■ **Set problem**
Convert the records below into a JSON list of strings with one string per line, omitting any blank lines.

■ **Raw records**

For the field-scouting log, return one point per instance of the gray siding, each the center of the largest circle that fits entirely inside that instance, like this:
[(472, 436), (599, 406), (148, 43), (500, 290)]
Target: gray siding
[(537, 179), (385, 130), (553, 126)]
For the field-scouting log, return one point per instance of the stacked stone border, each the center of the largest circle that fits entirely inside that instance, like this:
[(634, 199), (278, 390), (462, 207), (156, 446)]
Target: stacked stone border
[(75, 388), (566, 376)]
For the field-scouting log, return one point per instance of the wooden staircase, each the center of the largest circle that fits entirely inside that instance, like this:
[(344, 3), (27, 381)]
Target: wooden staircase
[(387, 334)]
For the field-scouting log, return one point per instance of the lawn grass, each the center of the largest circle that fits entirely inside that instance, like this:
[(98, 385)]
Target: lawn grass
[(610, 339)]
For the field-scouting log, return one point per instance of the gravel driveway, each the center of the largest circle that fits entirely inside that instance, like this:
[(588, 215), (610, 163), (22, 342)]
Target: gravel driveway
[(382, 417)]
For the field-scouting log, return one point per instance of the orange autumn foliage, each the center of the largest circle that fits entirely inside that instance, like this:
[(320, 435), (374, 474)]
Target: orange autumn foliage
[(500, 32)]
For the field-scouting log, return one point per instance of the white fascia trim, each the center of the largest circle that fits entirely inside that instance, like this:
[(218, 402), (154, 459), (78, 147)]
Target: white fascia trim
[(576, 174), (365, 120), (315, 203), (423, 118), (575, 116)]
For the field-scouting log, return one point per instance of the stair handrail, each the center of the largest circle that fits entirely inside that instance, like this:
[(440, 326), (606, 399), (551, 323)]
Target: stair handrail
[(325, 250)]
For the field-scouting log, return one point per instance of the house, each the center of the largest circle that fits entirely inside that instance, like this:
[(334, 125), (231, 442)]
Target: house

■ **Expected answer**
[
  "For the field-scouting log, return one point per instance of the gray siding, each the center of the largest circle that fits entirely inside that instance, like this:",
  "[(472, 436), (599, 406), (148, 43), (500, 290)]",
  "Target: gray siding",
  "[(537, 179), (385, 130), (553, 126)]",
  "For the field-scouting log, return one point per instance of the stacked stone border, each the center of the largest circle that fits entirely inside that instance, like this:",
  "[(634, 199), (278, 390), (462, 207), (156, 446)]",
  "Target: stacked stone border",
  "[(75, 388), (566, 376)]",
  "For the field-scouting log, return one point per instance of the wooden staircase, each the center of the largest circle that fits entirely inside that instance, like this:",
  "[(344, 3), (27, 381)]",
  "Target: wooden staircase",
  "[(387, 334)]",
  "For the field-scouting log, return one point per instance of the lawn grass, each the center of the largest circle that fits entirely inside that instance, like this:",
  "[(98, 385)]",
  "Target: lawn grass",
  "[(610, 339)]",
  "For the field-scouting log, return one point per instance of the gravel driveway, each the center of the largest circle that fits entirely inside that instance, like this:",
  "[(588, 215), (610, 163), (22, 342)]",
  "Target: gravel driveway",
  "[(382, 417)]",
  "For the field-scouting log, return one point per instance of the orange autumn foliage, each the center of the largest circle that fits entirely inside that instance, like this:",
  "[(320, 435), (374, 474)]",
  "Target: orange autumn foliage",
  "[(500, 32)]",
  "For the field-scouting log, return one point per instance of the white fascia trim, each the center of the largest circle that fits entirely inside that instance, like this:",
  "[(218, 402), (154, 459), (78, 147)]",
  "Target: white fascia trim",
  "[(576, 174), (365, 120), (315, 203), (423, 118), (575, 116)]",
  "For the field-scouting log, return one point per instance of the stair handrail, each the center of the largest circle that fits entirely inside that instance, like this:",
  "[(440, 326), (606, 399), (551, 323)]",
  "Target: stair handrail",
  "[(325, 250)]",
  "For the field-scouting log, return one point per instance of the house, each the center of the largest circle that fits entirely inside that instance, like this:",
  "[(334, 125), (231, 442)]",
  "Target: house"
]